**Exercise requirements**
What you should give back is a precise copy of the lines below from the one containing "# point at: rock (one" through the one containing "x=44, y=689", with no pictures.

**Study material**
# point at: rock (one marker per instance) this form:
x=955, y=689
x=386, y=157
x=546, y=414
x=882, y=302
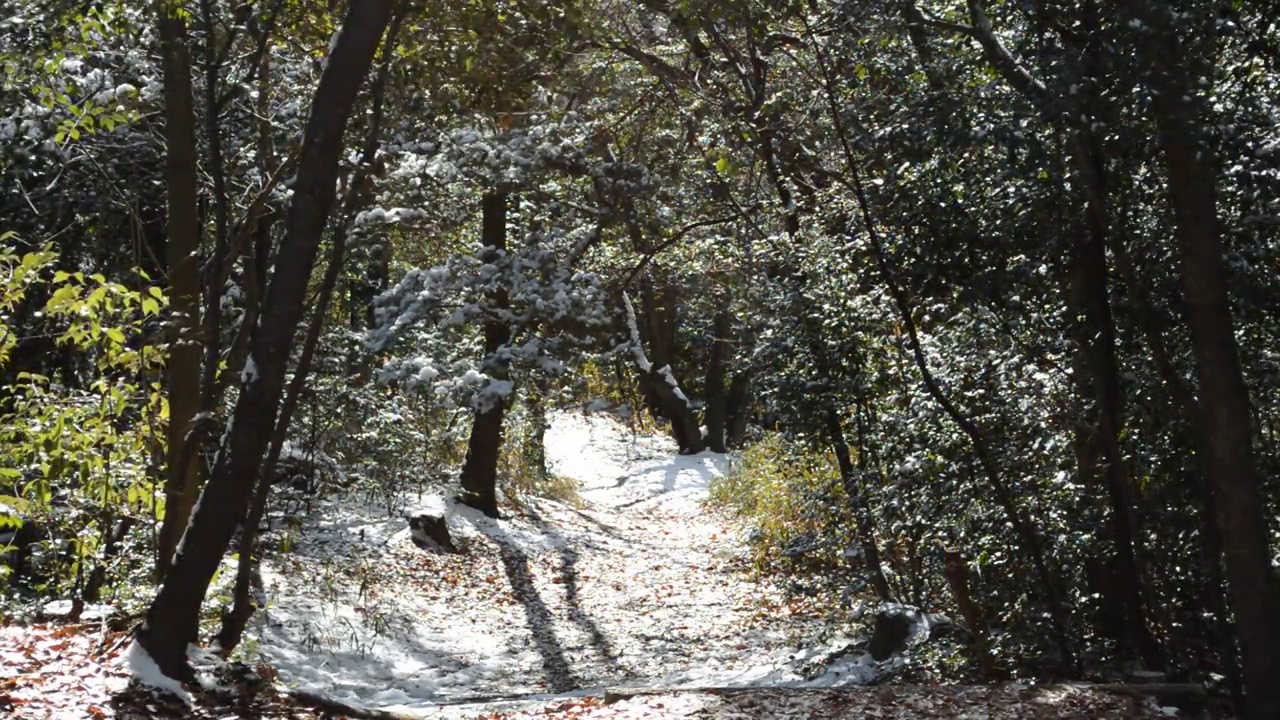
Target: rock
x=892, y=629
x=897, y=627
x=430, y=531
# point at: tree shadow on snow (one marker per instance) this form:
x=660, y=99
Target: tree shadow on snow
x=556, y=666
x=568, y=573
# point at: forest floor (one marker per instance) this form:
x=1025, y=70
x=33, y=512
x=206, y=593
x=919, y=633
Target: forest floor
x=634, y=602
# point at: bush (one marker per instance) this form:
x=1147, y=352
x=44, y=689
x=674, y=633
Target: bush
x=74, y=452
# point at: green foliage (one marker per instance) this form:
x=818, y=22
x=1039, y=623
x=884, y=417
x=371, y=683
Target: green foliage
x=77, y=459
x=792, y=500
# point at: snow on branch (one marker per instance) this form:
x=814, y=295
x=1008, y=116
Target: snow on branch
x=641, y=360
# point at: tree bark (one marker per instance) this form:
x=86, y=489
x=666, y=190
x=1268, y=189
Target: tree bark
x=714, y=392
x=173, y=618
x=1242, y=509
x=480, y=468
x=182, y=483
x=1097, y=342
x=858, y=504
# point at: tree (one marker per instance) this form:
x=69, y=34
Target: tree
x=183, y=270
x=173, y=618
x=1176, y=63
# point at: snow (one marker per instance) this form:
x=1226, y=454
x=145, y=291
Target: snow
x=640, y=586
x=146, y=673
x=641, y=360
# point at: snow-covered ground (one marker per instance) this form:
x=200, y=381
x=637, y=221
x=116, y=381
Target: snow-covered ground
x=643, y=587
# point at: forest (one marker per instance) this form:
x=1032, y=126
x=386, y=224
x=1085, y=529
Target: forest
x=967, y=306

---

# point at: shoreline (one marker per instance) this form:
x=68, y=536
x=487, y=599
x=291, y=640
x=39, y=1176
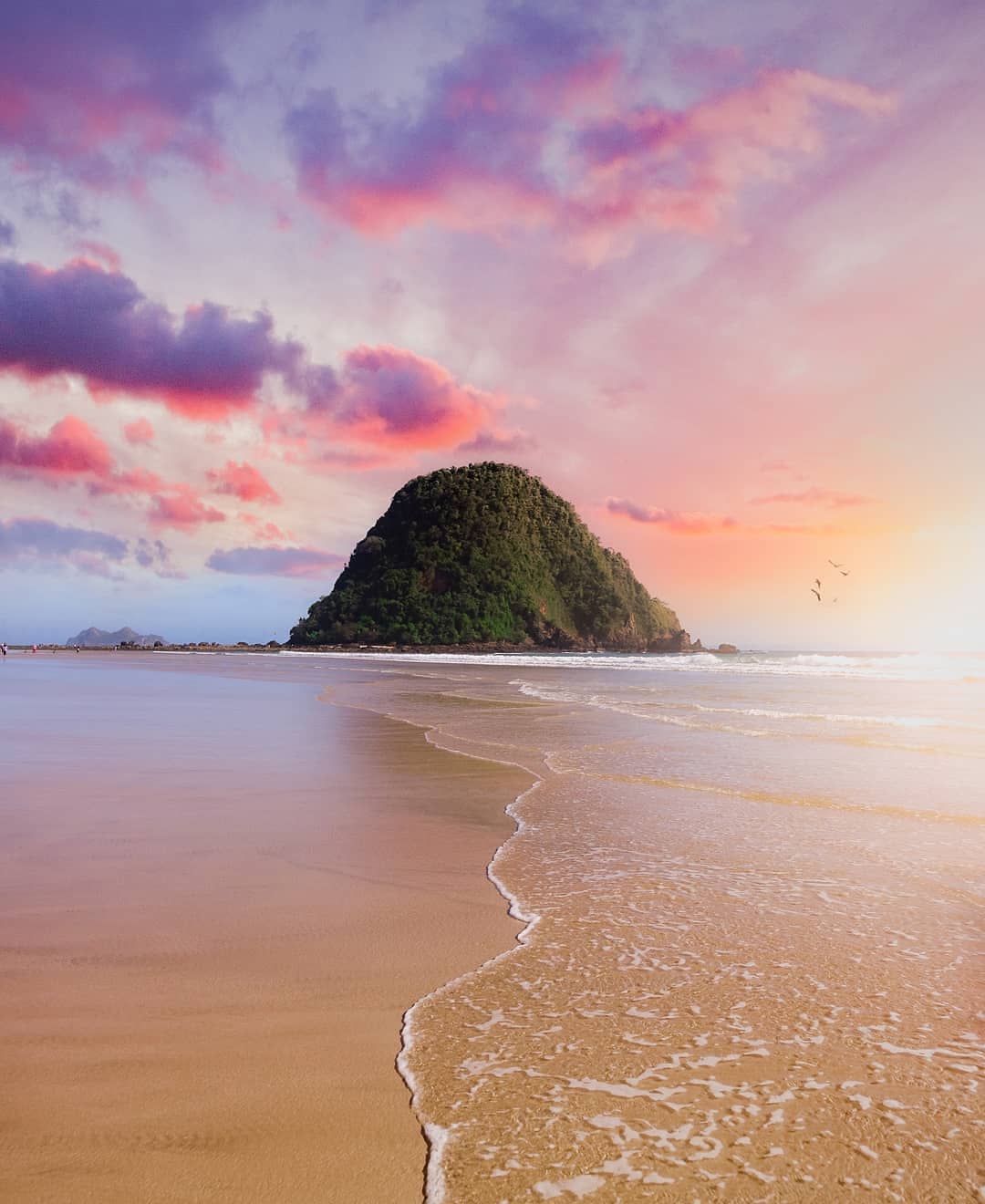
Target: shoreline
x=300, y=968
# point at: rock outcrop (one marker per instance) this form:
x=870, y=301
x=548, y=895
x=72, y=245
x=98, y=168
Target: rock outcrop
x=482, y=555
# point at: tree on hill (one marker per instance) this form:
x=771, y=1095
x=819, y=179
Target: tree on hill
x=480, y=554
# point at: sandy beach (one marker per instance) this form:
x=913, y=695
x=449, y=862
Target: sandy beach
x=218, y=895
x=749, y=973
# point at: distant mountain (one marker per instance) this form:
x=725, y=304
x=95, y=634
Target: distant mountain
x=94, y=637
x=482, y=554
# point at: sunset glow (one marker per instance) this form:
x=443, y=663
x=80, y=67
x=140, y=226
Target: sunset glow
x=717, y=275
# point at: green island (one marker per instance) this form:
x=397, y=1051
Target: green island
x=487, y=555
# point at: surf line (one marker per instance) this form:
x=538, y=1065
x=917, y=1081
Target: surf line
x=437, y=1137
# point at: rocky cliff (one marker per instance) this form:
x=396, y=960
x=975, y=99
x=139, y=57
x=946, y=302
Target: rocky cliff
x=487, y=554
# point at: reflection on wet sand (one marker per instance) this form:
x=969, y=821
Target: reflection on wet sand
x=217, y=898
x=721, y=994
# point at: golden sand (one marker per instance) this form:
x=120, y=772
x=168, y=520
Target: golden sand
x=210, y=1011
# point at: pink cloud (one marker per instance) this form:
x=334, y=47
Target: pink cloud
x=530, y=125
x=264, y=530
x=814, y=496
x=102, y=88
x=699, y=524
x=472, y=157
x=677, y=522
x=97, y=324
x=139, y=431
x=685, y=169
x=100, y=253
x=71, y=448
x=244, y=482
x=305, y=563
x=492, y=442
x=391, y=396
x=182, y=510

--

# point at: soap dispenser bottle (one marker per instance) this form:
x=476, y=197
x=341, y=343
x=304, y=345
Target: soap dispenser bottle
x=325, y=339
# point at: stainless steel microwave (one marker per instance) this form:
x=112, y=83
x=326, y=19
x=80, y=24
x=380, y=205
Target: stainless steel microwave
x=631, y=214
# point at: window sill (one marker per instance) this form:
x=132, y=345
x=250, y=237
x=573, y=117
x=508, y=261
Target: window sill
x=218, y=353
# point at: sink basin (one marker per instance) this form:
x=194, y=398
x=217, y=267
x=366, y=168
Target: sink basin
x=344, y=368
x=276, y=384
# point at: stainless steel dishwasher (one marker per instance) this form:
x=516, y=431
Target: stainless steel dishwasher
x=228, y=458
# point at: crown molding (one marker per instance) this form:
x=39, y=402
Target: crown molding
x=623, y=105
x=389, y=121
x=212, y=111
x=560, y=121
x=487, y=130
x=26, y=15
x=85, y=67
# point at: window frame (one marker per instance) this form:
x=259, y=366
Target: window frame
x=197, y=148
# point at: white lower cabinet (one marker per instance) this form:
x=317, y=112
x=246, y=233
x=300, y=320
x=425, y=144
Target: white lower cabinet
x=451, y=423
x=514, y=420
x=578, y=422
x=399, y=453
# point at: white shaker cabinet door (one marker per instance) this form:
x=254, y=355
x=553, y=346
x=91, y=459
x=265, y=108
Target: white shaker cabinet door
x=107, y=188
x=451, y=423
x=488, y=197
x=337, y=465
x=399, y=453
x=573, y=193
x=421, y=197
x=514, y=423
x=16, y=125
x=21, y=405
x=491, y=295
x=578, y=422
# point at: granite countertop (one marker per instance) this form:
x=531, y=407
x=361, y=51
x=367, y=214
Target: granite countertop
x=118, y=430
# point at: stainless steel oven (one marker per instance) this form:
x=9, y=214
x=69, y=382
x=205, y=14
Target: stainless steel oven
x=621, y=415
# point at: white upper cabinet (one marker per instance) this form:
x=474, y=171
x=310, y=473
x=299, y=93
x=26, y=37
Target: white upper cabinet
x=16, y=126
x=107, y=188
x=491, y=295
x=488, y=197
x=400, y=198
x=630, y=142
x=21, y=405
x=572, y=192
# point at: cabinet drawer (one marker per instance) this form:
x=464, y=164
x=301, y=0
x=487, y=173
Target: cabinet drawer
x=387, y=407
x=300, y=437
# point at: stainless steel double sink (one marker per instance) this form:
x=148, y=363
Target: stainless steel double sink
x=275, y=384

**Output below**
# point at: rock (one marker per instance) this form:
x=955, y=689
x=386, y=157
x=546, y=414
x=882, y=302
Target: rock
x=892, y=629
x=897, y=627
x=430, y=531
# point at: tree shadow on snow (one marker per instance) this form:
x=660, y=99
Target: tree shadow on snow
x=556, y=666
x=568, y=573
# point at: forest floor (one marker per instance) this form:
x=1025, y=70
x=33, y=512
x=206, y=593
x=919, y=633
Target: forest floor
x=634, y=602
# point at: bush (one marker per instance) this form:
x=1147, y=352
x=44, y=689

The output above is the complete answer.